§ **DIRECTION**
According to the Ethernet notes, which IEEE standard covers 10GbE over copper?

§ **TEXT EXCERPT**
┌────────

Same encoding as copper, but signalling is optical.
Often SC connectors.
Fiber is always a point-to-point connection, (between two PC, PC and switch or two switches).
1000 Mbps – Gigabit Ethernet:
1000BASE-T Ethernet:
802.3ab (over copper only, using all four pairs in Cat5 or later UTP cable).
GbE over copper enables an increase from 100 Mbps per wire pair to 125 Mbps, or 500 Mbps for the four pairs. (Each wire pair signals in full duplex doubling the 500 Mbps to 1000 Mbps).
Shorter bit times ? more susceptible to noise.
Encoding is more complex, 2 step process.
4D-PAM5 encoding, (translates an 8-bit byte of data into a simultaneous transmission of four code symbols (4D), which are sent over the media, one on each pair, as 5-level Pulse Amplitude Modulated (PAM5) signals. This means that every symbol corresponds to two bits of data).
Permanent collisions – complex voltage patterns.
Up to 17 voltage levels.
Tx and Rx simultaneously in full duplex on each Cat 5 or later wire pair.
1000BASE-SX and 1000BASE-LX Ethernet Using Fiber-Optics (not required to know)
Fiber – 802.3z
Offers the following advantages over UTP:
Noise immunity.
Small physical size.
Increased unrepeated distances and bandwidth.
Support full-duplex binary transmission at 1250 Mbps.
Transmission coding based on 8B/10B encoding scheme.
Because of the overhead of this encoding, the dat transfer rate is 1000 Mbps.
Ethernet Future Options:
802.3ae – 10Gbps, - fiber.
Evolving LAN only to WANs and MANs.
Only full-duplex fiber, no CSMA/CD.
Variety of 10GBASE standards.
802.3an – 10GbE copper.
Cat6 or 6a.
IEEE is working 40, 100, and 160GbE
Ethernet – Using Switches:
Switches segment LANs into separate collision domains.
Each port on a switch is its own collision domain.
Full bandwidth to each port.
Where a hub is connected to a switch port, there is still shared bandwidth, but on that segment only!.
Throughput increases dramatically because:
Dedicated bandwidth to each port.
Collision-free environment.
Full-duplex operation (in effect doubling the bandwidth).
These physical star topologies are essentially point-to-point links.
Switches and Selective Forwarding:
Selective forwarding – forward frames only to intended node.
A brief point-to-point link between 2 nodes, having full bandwidth.
Any full-duplex node can transmit without waiting.
A switch buffers incoming frames and forwards them when that port is idle. Called Store and forward.
With store and forward, the switch receives the entire frame, checks the FCS, and forwards to the appropriate port.

└────────

§ **INFORMATION SUPPLIED**

┌────────

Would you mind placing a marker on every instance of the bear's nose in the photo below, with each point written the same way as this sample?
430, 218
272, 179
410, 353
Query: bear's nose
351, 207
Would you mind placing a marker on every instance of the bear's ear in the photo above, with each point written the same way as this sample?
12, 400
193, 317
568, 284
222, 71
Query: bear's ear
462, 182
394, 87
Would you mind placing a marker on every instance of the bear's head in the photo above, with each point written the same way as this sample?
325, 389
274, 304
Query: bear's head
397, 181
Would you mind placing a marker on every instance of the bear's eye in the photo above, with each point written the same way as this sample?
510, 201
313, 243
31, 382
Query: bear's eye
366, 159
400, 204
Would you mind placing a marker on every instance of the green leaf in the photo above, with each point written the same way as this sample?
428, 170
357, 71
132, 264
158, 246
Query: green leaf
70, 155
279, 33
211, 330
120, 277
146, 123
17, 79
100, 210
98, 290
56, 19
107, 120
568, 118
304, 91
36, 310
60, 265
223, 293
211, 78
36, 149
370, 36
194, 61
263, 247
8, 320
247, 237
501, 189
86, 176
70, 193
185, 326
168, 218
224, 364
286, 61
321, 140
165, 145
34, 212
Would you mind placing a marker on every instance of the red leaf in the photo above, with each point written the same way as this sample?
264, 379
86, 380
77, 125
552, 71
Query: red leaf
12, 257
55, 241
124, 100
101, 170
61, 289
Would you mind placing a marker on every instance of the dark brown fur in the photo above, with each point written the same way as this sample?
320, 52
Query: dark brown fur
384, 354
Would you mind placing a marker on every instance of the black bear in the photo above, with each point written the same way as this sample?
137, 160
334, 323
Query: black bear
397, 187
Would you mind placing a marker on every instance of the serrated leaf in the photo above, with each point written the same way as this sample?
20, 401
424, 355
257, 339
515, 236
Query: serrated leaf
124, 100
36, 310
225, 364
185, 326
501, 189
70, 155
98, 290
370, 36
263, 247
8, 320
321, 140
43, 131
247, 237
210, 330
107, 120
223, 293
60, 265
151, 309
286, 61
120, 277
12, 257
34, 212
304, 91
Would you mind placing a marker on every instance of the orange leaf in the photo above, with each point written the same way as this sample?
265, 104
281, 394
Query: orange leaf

└────────

§ **TASK RESPONSE**
802.3an